TEXT:
— Start —

Re: How to Map and Reduce in sparkR

2015-06-25 Thread Eskilson,Aleksander
The  simple answer is that SparkR does support map/reduce operations over RDD’s 
through the RDD API, but since Spark v 1.4.0, those functions were made private 
in SparkR. They can still be accessed by prepending the function with the 
namespace, like SparkR:::lapply(rdd, func). It was thought though that many of 
the functions in the RDD API were too low level to expose, with much more of 
the focus going into the DataFrame API. The original rationale for this 
decision can be found in its JIRA [1]. The devs are still deciding which 
functions of the RDD API, if any, should be made public for future releases. If 
you feel some use cases are most easily handled in SparkR through RDD 
functions, go ahead and let the dev email list know.

Alek
[1] -- https://issues.apache.org/jira/browse/SPARK-7230

From: Wei Zhou zhweisop...@gmail.commailto:zhweisop...@gmail.com
Date: Wednesday, June 24, 2015 at 4:59 PM
To: user@spark.apache.orgmailto:user@spark.apache.org 
user@spark.apache.orgmailto:user@spark.apache.org
Subject: How to Map and Reduce in sparkR

Anyone knows whether sparkR supports map and reduce operations as the RDD 
transformations? Thanks in advance.

Best,
Wei

CONFIDENTIALITY NOTICE This message and any included attachments are from 
Cerner Corporation and are intended only for the addressee. The information 
contained in this message is confidential and may constitute inside or 
non-public information under international, federal, or state securities laws. 
Unauthorized forwarding, printing, copying, distribution, or use of such 
information is strictly prohibited and may be unlawful. If you are not the 
addressee, please promptly delete this message and notify the sender of the 
delivery error by e-mail or you may call Cerner's corporate offices in Kansas 
City, Missouri, U.S.A at (+1) (816)221-1024.


Re: How to Map and Reduce in sparkR

2015-06-25 Thread Shivaram Venkataraman
In addition to Aleksander's point please let us know what use case would
use RDD-like API in https://issues.apache.org/jira/browse/SPARK-7264 -- We
are hoping to have a version of this API in upcoming releases.

Thanks
Shivaram

On Thu, Jun 25, 2015 at 6:02 AM, Eskilson,Aleksander 
alek.eskil...@cerner.com wrote:

  The  simple answer is that SparkR does support map/reduce operations
 over RDD’s through the RDD API, but since Spark v 1.4.0, those functions
 were made private in SparkR. They can still be accessed by prepending the
 function with the namespace, like SparkR:::lapply(rdd, func). It was
 thought though that many of the functions in the RDD API were too low level
 to expose, with much more of the focus going into the DataFrame API. The
 original rationale for this decision can be found in its JIRA [1]. The devs
 are still deciding which functions of the RDD API, if any, should be made
 public for future releases. If you feel some use cases are most easily
 handled in SparkR through RDD functions, go ahead and let the dev email
 list know.

— End —

STATED PROBLEM A:
Copy the rows from the line containing "Provide the polygon of every instance of the <item>woodpecker's" through the end of the rows, both ends included, and leave the pictures out of your answer.

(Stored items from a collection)
— Start —

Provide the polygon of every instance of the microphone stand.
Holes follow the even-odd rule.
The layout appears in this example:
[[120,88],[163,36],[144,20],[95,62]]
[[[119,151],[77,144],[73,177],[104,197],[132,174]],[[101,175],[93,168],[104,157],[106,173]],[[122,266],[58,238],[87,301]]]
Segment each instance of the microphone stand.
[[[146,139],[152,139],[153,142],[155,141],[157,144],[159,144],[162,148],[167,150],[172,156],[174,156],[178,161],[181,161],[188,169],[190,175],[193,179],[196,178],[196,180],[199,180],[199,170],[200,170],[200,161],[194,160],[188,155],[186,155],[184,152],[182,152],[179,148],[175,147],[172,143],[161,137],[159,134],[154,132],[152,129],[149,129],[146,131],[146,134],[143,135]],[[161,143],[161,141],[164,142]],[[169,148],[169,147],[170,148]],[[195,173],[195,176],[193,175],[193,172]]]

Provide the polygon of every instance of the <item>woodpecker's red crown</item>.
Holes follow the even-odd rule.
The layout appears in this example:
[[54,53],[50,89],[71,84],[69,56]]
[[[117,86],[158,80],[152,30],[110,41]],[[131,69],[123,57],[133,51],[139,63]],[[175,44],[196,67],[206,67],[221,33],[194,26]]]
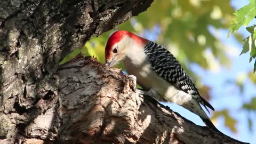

— End —

STATED PROBLEM B:
From the thread on map and reduce in SparkR, write out the passage between "Anyone knows whether" and "state securities laws.", inclusive, with "transformations" swapped for "conversions".

EXPECTED ANSWER A:
Provide the polygon of every instance of the <item>woodpecker's red crown</item>.
Holes follow the even-odd rule.
The layout appears in this example:
[[54,53],[50,89],[71,84],[69,56]]
[[[117,86],[158,80],[152,30],[110,41]],[[131,69],[123,57],[133,51],[139,63]],[[175,44],[196,67],[206,67],[221,33],[194,26]]]

EXPECTED ANSWER B:
Anyone knows whether sparkR supports map and reduce operations as the RDD 
conversions? Thanks in advance.

Best,
Wei

CONFIDENTIALITY NOTICE This message and any included attachments are from 
Cerner Corporation and are intended only for the addressee. The information 
contained in this message is confidential and may constitute inside or 
non-public information under international, federal, or state securities laws.